» **EXCERPT PROVIDED**:
* START *
But, I got lucky - I got Dave. (And yes, his name was almost certainly actually Dave; he sounded as Midwestern as I do). I explained the problem. He walked me through a few things, agreed that it seemed stupid there was no WPS button on the new router. We tried a BUNCH of stuff and again I felt bad taking up his time but then again, I guess that's his job.

Finally, he said, "Well, if you're willing to try it, you can uninstall and reinstall the printer, that might fix the problem of the computer acting like the printer is off." We did that. He had me re-run the wizard. It hung up but asked if I wanted to try to 'redetect'

"Oh, good, good," said Dave. "All you have to do now is turn the printer off, then turn the router off, then turn the router back on and then the printer. That should do it"

He stayed on the line (again, I felt bad about it, but at least I was being more polite to him than some of his callers? So maybe spending an extra 10 minutes helping me was better than moving on to the next person who might be a jerk to him?).

I turned the printer off (no great loss there). Turned the router off. Waited a moment. And you better BELIEVE I held my breath upon turning it back on, praying the little lights would all light back up, because at this point my trust in technology was sorely shaken.

They came on.

I turned the printer on.

The wizard finished wizarding.

"Okay, now try printing something," Dave said.
* END *
» **DATA**:
* START *
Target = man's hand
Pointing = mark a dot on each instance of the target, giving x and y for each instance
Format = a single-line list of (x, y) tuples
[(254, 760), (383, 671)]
* END *
» **PROBLEMS**:
**1)** Write out the passage of the printer-fix account starting with "I turned the printer off" and going on through "wizard finished wizarding.".
**2)** Carry the printer-fix account forward from its last line.
The material comes from a separate source.

» **ANSWERS TO THE EXERCISE**:
**1)**
I turned the printer off (no great loss there). Turned the router off. Waited a moment. And you better BELIEVE I held my breath upon turning it back on, praying the little lights would all light back up, because at this point my trust in technology was sorely shaken.

They came on.

I turned the printer on.

The wizard finished wizarding.

**2)**
I opened my last week's Sunday school lesson (the first thing to hand) and tried.

It printed. Success. I thanked Dave for all his help and patience, and signed off, but yeah....it took from about 2:30 until *just before five p.m.* to do that. So, not going back to school to work on stuff this afternoon.

Oh, and incidentally, in the chain of waiting to be connected or for stuff to happen? I figured out how to rename my home network "Logins and Messy-Na" so at least there's THAT.


I'd feel really proud of myself for powering through and getting everything set up (with help), but I'm just sort of tired and bummed-out now so it's hard to feel *too* joyful about it...this is often the case with anything that is a hard slog; it's harder for me to be happy over accomplishing something that is hard-won for me than something that comes easily.


1 comment:

purlewe said...

I am thrilled it worked. Less thrilled about how long it took, but THRILLED it worked.